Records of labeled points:

━━━

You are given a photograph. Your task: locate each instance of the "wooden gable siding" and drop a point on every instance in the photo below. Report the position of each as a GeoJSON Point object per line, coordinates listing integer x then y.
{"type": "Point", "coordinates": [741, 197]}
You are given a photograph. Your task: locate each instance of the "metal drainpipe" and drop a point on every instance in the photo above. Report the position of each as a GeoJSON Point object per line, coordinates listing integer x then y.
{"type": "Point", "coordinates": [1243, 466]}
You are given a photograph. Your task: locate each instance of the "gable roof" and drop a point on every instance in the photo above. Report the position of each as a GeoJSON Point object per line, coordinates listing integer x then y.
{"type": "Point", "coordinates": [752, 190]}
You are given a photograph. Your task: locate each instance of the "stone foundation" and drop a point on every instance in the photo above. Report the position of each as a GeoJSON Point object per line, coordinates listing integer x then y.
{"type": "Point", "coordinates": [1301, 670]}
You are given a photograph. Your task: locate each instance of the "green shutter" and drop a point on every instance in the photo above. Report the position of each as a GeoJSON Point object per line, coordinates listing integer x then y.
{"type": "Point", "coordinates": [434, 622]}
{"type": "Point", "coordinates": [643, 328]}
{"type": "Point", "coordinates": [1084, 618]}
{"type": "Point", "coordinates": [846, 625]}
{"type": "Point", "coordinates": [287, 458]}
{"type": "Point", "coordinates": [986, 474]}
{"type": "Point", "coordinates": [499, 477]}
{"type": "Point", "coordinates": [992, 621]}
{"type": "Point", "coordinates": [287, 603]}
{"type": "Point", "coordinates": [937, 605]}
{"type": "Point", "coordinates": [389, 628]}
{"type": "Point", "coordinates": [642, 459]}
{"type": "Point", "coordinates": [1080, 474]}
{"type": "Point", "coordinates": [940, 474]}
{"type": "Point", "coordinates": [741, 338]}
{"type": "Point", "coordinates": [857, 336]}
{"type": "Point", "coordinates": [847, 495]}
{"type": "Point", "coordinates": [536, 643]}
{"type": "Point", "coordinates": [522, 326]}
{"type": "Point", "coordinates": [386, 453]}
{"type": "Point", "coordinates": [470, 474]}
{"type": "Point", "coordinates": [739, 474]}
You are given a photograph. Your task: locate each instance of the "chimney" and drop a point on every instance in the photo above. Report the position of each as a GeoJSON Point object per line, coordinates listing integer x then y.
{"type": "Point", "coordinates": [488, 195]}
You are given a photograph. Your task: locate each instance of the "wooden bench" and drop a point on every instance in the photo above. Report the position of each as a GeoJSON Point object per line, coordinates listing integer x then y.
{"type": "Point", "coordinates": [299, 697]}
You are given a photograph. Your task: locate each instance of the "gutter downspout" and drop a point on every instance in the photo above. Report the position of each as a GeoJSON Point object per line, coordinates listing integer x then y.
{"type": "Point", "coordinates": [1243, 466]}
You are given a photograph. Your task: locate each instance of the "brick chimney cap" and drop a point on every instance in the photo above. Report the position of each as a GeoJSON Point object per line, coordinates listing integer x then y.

━━━

PROBLEM TO WORK ON: Please count the lines of the records that contain the string "above", treating uppercase and lowercase as different, and give only that number.

SOLUTION: 8